[Region pointing data]
---

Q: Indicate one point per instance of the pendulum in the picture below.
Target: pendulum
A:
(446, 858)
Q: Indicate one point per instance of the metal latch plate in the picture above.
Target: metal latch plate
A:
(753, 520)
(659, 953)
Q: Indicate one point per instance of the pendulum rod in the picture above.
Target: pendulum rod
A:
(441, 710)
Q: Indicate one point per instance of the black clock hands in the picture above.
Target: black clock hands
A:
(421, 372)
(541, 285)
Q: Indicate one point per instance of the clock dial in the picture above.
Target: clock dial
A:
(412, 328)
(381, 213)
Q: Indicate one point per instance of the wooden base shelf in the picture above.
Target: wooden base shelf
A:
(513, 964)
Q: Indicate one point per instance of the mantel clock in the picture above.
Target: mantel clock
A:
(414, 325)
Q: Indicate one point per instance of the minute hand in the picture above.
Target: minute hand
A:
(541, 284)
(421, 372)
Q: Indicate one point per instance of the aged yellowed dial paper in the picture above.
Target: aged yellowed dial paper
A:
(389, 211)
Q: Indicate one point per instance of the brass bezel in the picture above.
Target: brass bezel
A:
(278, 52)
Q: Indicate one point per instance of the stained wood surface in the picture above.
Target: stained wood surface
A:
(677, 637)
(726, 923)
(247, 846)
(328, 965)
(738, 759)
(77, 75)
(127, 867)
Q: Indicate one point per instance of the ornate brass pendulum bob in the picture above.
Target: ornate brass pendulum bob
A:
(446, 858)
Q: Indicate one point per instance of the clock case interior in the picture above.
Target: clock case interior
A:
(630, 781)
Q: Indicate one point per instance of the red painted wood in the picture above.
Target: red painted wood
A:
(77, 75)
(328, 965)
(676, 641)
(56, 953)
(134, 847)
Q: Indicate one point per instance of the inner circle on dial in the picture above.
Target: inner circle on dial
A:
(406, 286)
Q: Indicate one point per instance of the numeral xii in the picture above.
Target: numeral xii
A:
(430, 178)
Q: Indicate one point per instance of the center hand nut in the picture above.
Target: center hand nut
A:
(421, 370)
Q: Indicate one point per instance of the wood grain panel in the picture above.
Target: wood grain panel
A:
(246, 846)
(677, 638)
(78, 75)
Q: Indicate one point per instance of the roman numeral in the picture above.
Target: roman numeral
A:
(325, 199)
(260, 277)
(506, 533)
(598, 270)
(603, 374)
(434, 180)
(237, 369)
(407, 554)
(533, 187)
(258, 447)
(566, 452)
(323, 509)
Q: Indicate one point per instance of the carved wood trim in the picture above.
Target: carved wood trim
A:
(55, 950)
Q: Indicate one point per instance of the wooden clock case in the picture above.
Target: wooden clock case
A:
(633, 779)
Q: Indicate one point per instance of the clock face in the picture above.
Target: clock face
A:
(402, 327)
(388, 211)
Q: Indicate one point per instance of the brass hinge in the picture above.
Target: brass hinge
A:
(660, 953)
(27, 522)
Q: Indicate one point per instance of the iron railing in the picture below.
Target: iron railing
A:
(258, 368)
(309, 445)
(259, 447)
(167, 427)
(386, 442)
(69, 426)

---

Using the data above, show each line where "clock" occurs.

PROBLEM SOLUTION.
Q: Indicate one point per instance of the black clock hands in the picture above.
Target: black clock hands
Q: Indicate one point per instance of the clock dial in the picture above.
Target: clock dial
Q: Indicate one point per instance of the mantel clock in the picture above.
Target: mantel clock
Q: Indicate one point per instance of the clock case interior in the picture above.
Target: clock case interior
Q: Indicate one point per instance of the wooden clock case in the picture above.
Target: wooden clock case
Q: Indicate one point per instance of the clock face in the picture above.
Target: clock face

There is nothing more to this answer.